▶ Data for processing
[Start of Attachment]
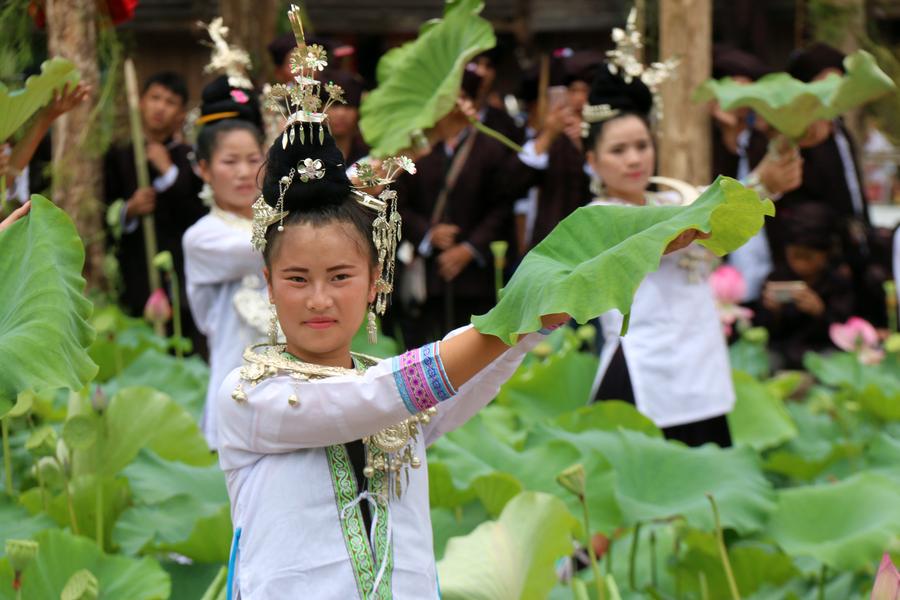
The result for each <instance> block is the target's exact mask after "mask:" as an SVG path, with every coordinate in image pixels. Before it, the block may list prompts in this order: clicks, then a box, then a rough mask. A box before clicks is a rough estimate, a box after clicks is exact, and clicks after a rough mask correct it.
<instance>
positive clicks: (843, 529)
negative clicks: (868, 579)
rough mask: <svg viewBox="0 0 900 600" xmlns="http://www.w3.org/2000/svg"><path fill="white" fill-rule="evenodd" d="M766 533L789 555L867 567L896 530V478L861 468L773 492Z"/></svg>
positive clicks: (874, 563)
mask: <svg viewBox="0 0 900 600" xmlns="http://www.w3.org/2000/svg"><path fill="white" fill-rule="evenodd" d="M767 534H768V535H769V536H770V537H771V538H772V539H773V540H775V542H777V543H778V545H780V546H781V547H782V548H784V550H785V551H786V552H787V553H788V554H791V555H792V556H798V555H805V556H811V557H813V558H815V559H816V560H818V561H821V562H822V563H824V564H826V565H828V566H829V567H831V568H833V569H837V570H857V569H867V570H872V569H873V568H874V567H875V565H877V564H878V561H879V559H880V558H881V555H882V553H884V551H885V549H886V548H888V544H889V543H890V542H891V541H892V540H893V539H896V537H897V536H900V482H897V481H896V480H894V479H891V478H889V477H886V476H884V475H882V474H877V473H860V474H858V475H854V476H852V477H849V478H847V479H845V480H843V481H839V482H837V483H825V484H821V485H813V486H803V487H796V488H791V489H785V490H780V491H779V492H778V506H777V508H776V509H775V511H774V513H773V514H772V518H771V520H770V521H769V524H768V527H767Z"/></svg>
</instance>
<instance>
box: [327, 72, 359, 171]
mask: <svg viewBox="0 0 900 600" xmlns="http://www.w3.org/2000/svg"><path fill="white" fill-rule="evenodd" d="M322 79H323V81H331V82H333V83H336V84H337V85H339V86H341V88H342V89H343V90H344V102H345V103H343V104H342V103H340V102H334V103H333V104H331V106H330V107H329V108H328V123H329V126H330V128H331V135H332V137H334V141H335V143H336V144H337V147H338V148H339V149H340V151H341V154H343V155H344V160H345V163H344V164H347V165H352V164H353V163H355V162H356V161H358V160H359V159H361V158H363V157H365V156H367V155H368V154H369V146H368V145H367V144H366V143H365V142H364V141H363V139H362V134H361V133H360V131H359V105H360V103H361V102H362V96H363V83H364V82H363V80H362V78H361V77H360V76H359V75H357V74H355V73H350V72H349V71H329V72H326V73H325V74H323V75H322ZM322 94H323V95H327V92H325V91H324V90H323V91H322Z"/></svg>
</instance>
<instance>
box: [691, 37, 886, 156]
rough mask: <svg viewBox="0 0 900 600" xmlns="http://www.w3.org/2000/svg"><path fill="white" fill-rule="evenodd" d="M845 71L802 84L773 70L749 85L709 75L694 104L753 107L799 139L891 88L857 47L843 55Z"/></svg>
mask: <svg viewBox="0 0 900 600" xmlns="http://www.w3.org/2000/svg"><path fill="white" fill-rule="evenodd" d="M844 68H845V70H846V71H847V73H846V75H843V76H841V75H838V74H836V73H835V74H831V75H829V76H828V77H826V78H825V79H821V80H819V81H813V82H810V83H804V82H802V81H798V80H797V79H794V78H793V77H791V76H790V75H788V74H787V73H772V74H770V75H766V76H765V77H762V78H760V79H759V80H758V81H756V82H754V83H750V84H742V83H738V82H736V81H734V80H733V79H731V78H730V77H726V78H724V79H721V80H718V81H717V80H715V79H711V80H709V81H707V82H705V83H704V84H702V85H701V86H700V87H699V88H697V91H696V92H695V93H694V100H695V101H696V102H706V101H708V100H716V101H718V103H719V105H720V106H721V107H722V108H723V109H724V110H734V109H737V108H744V107H748V108H752V109H753V110H754V111H756V113H758V114H759V116H761V117H762V118H763V119H765V121H766V122H767V123H769V124H770V125H771V126H772V127H774V128H775V129H777V130H778V131H780V132H781V133H783V134H784V135H786V136H787V137H789V138H793V139H797V138H799V137H801V136H803V134H804V133H805V132H806V130H807V128H808V127H809V126H810V125H811V124H812V123H813V122H815V121H819V120H829V119H834V118H835V117H838V116H840V115H841V114H843V113H845V112H847V111H848V110H850V109H852V108H856V107H857V106H861V105H863V104H865V103H866V102H869V101H871V100H874V99H876V98H879V97H881V96H883V95H885V94H887V93H889V92H891V91H893V90H894V89H895V86H894V83H893V81H891V78H890V77H888V76H887V75H886V74H885V73H884V72H883V71H882V70H881V69H879V68H878V64H877V63H876V62H875V59H874V58H873V57H872V55H871V54H869V53H868V52H866V51H864V50H858V51H857V52H854V53H853V54H851V55H850V56H848V57H847V58H845V59H844Z"/></svg>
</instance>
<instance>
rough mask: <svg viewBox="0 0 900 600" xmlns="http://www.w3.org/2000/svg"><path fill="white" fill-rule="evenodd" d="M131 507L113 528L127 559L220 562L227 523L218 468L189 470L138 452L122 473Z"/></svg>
mask: <svg viewBox="0 0 900 600" xmlns="http://www.w3.org/2000/svg"><path fill="white" fill-rule="evenodd" d="M122 473H123V475H124V476H125V477H127V478H128V482H129V484H130V486H131V490H132V494H133V496H134V505H133V506H132V507H131V508H129V509H128V510H126V511H125V512H124V513H123V514H122V515H121V517H120V518H119V519H118V521H117V522H116V526H115V531H114V533H113V541H115V542H116V543H117V544H118V545H120V546H121V547H122V550H123V551H124V552H125V553H127V554H137V553H138V552H141V551H143V552H149V551H154V552H162V551H171V552H178V553H179V554H181V555H183V556H187V557H188V558H190V559H192V560H195V561H200V562H225V561H226V560H227V559H228V548H229V542H230V540H231V531H232V529H231V520H230V513H229V510H228V508H229V504H228V492H227V490H226V488H225V478H224V475H223V474H222V472H221V470H219V468H218V466H216V465H210V466H208V467H194V466H190V465H186V464H184V463H179V462H173V461H167V460H163V459H161V458H160V457H159V456H158V455H156V454H155V453H153V452H151V451H149V450H142V451H141V453H140V454H139V455H138V457H137V459H136V460H135V461H134V462H132V463H131V464H130V465H128V467H127V468H126V469H125V470H124V471H123V472H122Z"/></svg>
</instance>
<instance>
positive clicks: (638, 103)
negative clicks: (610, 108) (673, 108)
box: [588, 65, 653, 118]
mask: <svg viewBox="0 0 900 600" xmlns="http://www.w3.org/2000/svg"><path fill="white" fill-rule="evenodd" d="M588 104H590V105H592V106H597V105H599V104H608V105H609V106H610V108H613V109H616V110H618V111H620V112H630V113H637V114H639V115H641V116H643V117H645V118H647V117H649V115H650V111H651V109H652V108H653V94H652V93H651V92H650V89H649V88H648V87H647V86H646V85H645V84H644V82H643V81H641V80H640V78H637V77H635V78H633V79H632V80H631V82H630V83H626V82H625V79H623V78H622V76H621V75H619V74H614V73H612V72H611V71H610V70H609V68H608V65H603V66H601V67H600V69H598V70H597V75H596V76H595V77H594V83H593V84H592V85H591V92H590V94H589V95H588Z"/></svg>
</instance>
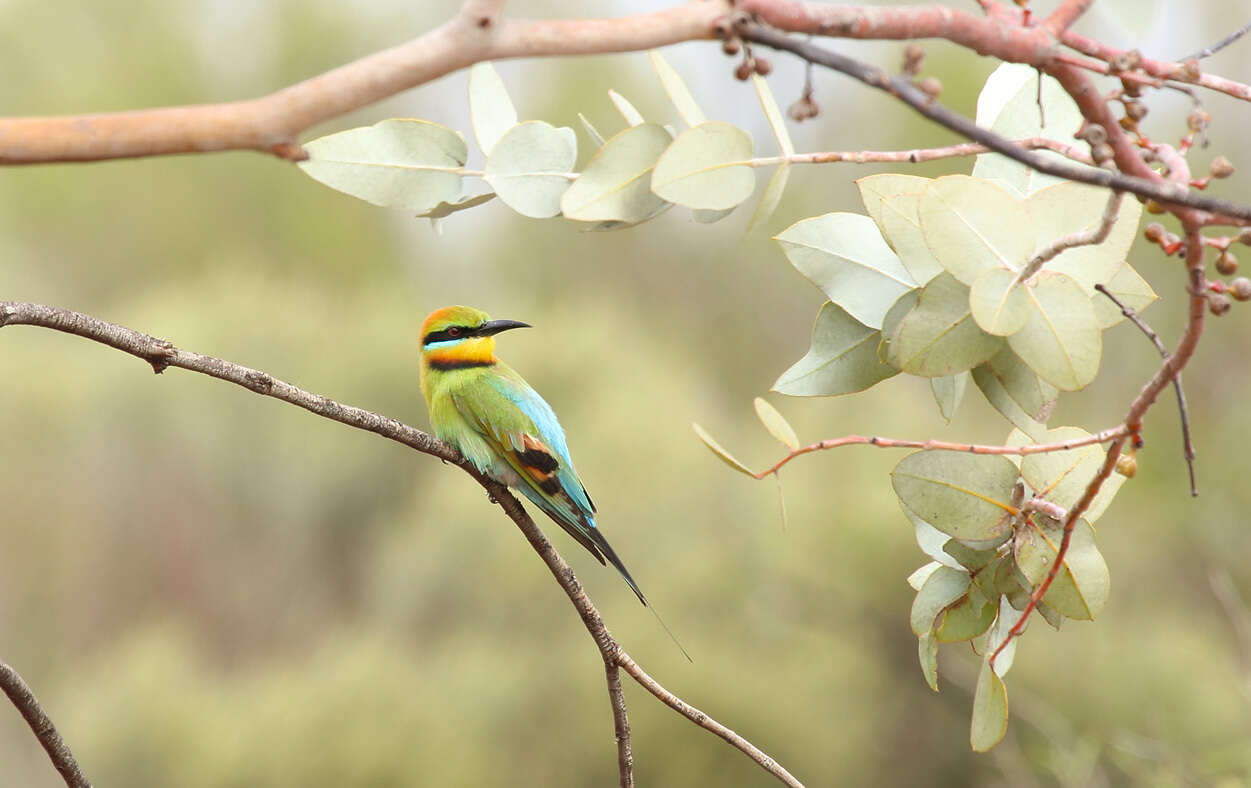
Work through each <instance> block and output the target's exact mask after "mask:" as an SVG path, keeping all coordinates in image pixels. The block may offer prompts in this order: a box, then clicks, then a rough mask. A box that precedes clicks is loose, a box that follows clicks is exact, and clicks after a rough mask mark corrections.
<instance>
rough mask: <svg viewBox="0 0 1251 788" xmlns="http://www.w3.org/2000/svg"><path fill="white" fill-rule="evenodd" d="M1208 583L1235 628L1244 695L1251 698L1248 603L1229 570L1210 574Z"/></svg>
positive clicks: (1223, 570)
mask: <svg viewBox="0 0 1251 788" xmlns="http://www.w3.org/2000/svg"><path fill="white" fill-rule="evenodd" d="M1207 583H1208V585H1211V588H1212V595H1213V597H1216V600H1217V602H1218V603H1220V604H1221V609H1222V610H1223V612H1225V617H1226V618H1228V619H1230V625H1231V627H1233V637H1235V638H1236V639H1237V644H1238V663H1240V665H1241V668H1242V693H1243V694H1246V695H1248V697H1251V610H1247V604H1246V602H1243V599H1242V595H1241V594H1238V589H1237V588H1236V587H1235V585H1233V578H1231V577H1230V570H1228V569H1223V568H1222V569H1221V570H1220V572H1217V570H1216V569H1213V570H1211V572H1208V573H1207Z"/></svg>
[End of Attachment]
▶ Assignment
How many lines in the records above contain the word "then"? Reply with the number alone.

▶ Output of the task
2